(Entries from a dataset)

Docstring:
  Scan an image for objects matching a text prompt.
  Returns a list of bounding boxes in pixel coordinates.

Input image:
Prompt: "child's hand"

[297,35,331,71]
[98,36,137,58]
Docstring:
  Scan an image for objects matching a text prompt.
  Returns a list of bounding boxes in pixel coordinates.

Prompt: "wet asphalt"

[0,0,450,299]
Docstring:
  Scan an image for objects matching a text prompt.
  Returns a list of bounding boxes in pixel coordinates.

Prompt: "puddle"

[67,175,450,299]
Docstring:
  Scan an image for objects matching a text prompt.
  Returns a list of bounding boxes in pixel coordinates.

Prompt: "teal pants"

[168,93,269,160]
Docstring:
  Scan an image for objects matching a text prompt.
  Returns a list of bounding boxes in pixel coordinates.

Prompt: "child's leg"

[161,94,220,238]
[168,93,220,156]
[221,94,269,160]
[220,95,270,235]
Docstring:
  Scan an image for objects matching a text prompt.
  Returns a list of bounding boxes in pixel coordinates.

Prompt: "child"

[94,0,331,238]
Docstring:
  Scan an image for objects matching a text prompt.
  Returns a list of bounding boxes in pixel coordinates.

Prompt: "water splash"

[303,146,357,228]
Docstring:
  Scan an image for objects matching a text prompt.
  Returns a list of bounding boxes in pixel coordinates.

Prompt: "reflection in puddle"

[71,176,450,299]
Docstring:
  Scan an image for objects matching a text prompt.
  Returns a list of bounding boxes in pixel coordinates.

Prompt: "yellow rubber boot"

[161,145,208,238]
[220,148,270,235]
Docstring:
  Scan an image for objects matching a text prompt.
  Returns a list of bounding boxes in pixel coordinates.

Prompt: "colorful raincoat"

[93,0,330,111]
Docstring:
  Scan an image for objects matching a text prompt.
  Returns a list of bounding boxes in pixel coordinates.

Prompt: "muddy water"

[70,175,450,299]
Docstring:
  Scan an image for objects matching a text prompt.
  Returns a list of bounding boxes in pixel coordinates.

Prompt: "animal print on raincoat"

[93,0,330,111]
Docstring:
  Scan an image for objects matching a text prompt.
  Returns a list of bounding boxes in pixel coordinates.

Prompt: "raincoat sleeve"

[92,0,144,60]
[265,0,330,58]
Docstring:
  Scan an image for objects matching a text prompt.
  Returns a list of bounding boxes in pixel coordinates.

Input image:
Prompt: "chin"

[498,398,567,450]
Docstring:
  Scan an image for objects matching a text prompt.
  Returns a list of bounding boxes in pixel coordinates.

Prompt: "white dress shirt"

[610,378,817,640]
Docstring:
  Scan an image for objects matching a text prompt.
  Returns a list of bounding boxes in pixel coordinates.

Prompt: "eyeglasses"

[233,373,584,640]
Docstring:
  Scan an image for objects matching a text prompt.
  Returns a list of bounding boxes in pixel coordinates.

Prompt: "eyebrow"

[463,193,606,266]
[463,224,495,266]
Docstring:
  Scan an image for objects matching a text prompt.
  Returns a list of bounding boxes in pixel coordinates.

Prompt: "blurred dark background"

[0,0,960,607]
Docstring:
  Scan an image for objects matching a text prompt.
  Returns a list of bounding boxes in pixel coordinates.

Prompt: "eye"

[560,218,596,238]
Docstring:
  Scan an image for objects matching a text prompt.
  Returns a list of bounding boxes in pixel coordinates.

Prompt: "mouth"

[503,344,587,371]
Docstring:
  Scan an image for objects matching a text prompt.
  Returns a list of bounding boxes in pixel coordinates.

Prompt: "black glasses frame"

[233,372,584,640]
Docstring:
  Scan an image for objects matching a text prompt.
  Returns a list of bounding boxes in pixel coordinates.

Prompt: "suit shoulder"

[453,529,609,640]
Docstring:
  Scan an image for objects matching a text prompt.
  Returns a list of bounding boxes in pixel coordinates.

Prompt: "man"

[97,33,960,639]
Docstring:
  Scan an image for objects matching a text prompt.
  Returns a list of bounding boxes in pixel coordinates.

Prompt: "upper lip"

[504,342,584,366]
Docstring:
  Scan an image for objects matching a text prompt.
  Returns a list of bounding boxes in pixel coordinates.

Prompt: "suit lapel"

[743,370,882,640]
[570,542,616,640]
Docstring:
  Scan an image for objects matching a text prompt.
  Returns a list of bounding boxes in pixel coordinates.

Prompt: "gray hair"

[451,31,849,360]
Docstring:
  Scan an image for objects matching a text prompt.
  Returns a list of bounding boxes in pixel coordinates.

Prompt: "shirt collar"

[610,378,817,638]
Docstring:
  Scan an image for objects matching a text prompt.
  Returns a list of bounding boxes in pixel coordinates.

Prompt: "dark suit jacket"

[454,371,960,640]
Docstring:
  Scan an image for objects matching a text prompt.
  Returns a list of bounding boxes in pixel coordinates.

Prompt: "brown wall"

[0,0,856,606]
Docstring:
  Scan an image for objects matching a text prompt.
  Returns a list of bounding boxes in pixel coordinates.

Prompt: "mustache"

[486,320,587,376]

* _What you should do_
Collect every line of the data above that contains the word "water".

* _Problem solution_
Prompt: "water splash"
Prompt: "muddy water"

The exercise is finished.